→ REQUEST
Reproduce the entries verbatim, starting at the line that contains "target: dead grass" and stopping after the line that contains "[[[2,1],[0,254],[254,255],[255,11]]]", with both of those lines included.

→ RECORDS SUPPLIED
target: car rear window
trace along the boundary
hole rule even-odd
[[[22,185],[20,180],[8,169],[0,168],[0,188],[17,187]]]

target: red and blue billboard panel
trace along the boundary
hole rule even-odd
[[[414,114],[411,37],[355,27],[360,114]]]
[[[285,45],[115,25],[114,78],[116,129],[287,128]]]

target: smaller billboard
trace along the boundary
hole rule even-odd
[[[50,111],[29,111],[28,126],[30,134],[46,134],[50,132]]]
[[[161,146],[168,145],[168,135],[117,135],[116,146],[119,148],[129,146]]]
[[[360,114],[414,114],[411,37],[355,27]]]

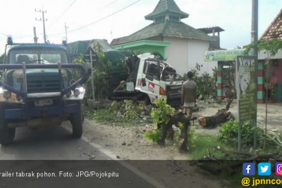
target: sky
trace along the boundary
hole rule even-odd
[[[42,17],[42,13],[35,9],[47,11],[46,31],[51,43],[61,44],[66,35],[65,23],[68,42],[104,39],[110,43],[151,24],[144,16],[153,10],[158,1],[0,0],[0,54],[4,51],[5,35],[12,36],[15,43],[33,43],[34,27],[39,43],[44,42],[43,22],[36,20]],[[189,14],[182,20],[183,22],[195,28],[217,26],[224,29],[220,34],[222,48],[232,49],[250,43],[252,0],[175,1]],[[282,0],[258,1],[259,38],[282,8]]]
--
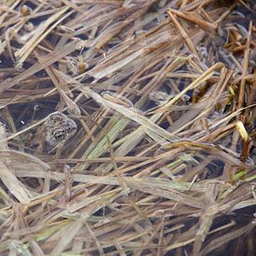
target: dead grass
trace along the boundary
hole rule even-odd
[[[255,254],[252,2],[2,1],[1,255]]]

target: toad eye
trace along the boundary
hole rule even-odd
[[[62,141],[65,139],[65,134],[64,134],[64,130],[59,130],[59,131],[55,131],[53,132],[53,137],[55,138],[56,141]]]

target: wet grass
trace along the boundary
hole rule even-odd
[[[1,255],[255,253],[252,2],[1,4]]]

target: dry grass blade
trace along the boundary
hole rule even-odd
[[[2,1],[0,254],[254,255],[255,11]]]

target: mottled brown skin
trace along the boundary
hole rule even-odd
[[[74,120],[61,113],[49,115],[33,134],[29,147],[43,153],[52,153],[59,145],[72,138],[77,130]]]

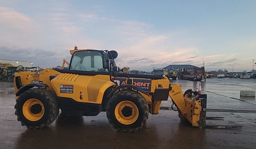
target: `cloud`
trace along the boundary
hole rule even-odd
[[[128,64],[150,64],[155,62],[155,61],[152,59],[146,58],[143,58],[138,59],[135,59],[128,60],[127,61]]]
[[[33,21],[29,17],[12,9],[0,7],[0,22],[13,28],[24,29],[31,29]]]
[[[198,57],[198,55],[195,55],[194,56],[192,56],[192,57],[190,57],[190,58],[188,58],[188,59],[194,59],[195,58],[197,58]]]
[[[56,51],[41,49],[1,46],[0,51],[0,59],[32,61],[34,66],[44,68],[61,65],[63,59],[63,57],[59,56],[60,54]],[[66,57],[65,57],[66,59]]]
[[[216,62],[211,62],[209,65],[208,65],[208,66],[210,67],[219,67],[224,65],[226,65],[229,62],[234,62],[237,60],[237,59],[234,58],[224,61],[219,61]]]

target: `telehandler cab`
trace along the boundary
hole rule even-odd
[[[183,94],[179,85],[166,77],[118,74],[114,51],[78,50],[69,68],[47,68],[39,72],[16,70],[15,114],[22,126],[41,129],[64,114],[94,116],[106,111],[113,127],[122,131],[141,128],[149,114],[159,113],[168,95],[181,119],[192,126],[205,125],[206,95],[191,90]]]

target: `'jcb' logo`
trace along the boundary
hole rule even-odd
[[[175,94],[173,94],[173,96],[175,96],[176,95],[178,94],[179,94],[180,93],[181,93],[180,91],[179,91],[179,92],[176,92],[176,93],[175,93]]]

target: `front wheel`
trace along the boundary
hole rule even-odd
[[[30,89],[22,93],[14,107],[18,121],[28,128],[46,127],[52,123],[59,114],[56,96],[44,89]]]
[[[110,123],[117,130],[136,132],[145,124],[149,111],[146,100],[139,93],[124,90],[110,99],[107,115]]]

→ SOLUTION FOR THIS TASK
target: dead grass
trace along the boundary
hole rule even-odd
[[[255,254],[252,2],[2,1],[1,255]]]

target: toad eye
trace along the boundary
hole rule even-odd
[[[62,141],[65,139],[65,134],[64,134],[64,130],[59,130],[59,131],[55,131],[53,132],[53,137],[55,138],[56,141]]]

target: wet grass
trace along the boundary
hole rule even-odd
[[[1,255],[255,253],[252,2],[1,4]]]

target: dry grass blade
trace along the boundary
hole rule even-odd
[[[2,1],[0,254],[254,255],[255,11]]]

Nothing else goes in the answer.